**** Reading text ****

Sales and Sales Management Blog

December 20, 2010

Guest Post: Transitioning to Sales Management, by University of San Francisco

Filed under: sales,Sales Management — Paul McCord @ 10:34 am
Tags: ,

Transitioning to Sales Management
by University of San Francisco

Whether you’ve just been promoted to sales manager or aspire to move into sales management, preparation and training are critical to success in your new role. This can be a difficult transition if you’ve never served in a supervisory capacity, as it will most certainly challenge the way you think about the sales industry. Your success is no longer solely in your own hands; achieving your goals depends on your ability to lead and mentor a team – which is why formal sales management training can be so beneficial.

There are several steps you can take to ease your transition into sales management and position yourself and your team for success: 

  • Clearly outline the role of each team member.  Now that you’re the boss and no longer a salesperson, you must define each person’s role within the new structure. Your team members need to know what you expect of them, and what they can expect from you. It’s important to establish yourself in a leadership role, especially if you are now in charge of your former peers.
  • Establish key performance indicators (KPIs) for your team.  KPIs are another way to define your expectations for each member of the team. By setting attainable goals, you can monitor individual performance and provide constructive feedback at weekly sales meetings. In addition to holding team members accountable for their performance, KPIs allow you to track their progress and provide morale-boosting recognition when an employee has achieved success.
  • Adapt your behavior to your new role.  Once you become a manager, your relationship with your team will no longer be the same. To help them adjust to the new dynamic, you can begin with some simple changes, such as moving into a new office and modifying your social interactions. For example, rather than going for lunch or drinks with the sales force on a regular basis, plan an occasional outing when there is a team success to celebrate.

**** Entries provided ****

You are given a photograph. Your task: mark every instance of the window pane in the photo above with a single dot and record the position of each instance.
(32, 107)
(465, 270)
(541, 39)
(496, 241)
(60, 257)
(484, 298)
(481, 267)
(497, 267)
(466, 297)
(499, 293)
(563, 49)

****

Problems to solve:
1 > Do the following statements agree with the post on moving into sales management? Answer yes or no for each, and quote the deciding words from the post.
(a) The post advises going out for lunch or drinks with the sales force on a regular basis.
(b) According to the post, KPIs let a manager track team members' progress.
(c) The post says constructive feedback should be given at monthly sales meetings.
2 > Please write out, word for word, the part of the post on moving into sales management that begins with "December 20, 2010" and ends after "be so beneficial.".

Task-by-task solutions:
1 >
(a) No: "rather than going for lunch or drinks with the sales force on a regular basis, plan an occasional outing when there is a team success to celebrate."
(b) Yes: "KPIs allow you to track their progress"
(c) No: "provide constructive feedback at weekly sales meetings."

2 >
December 20, 2010

Guest Post: Transitioning to Sales Management, by University of San Francisco

Filed under: sales,Sales Management — Paul McCord @ 10:34 am
Tags: ,

Transitioning to Sales Management
by University of San Francisco

Whether you’ve just been promoted to sales manager or aspire to move into sales management, preparation and training are critical to success in your new role. This can be a difficult transition if you’ve never served in a supervisory capacity, as it will most certainly challenge the way you think about the sales industry. Your success is no longer solely in your own hands; achieving your goals depends on your ability to lead and mentor a team – which is why formal sales management training can be so beneficial.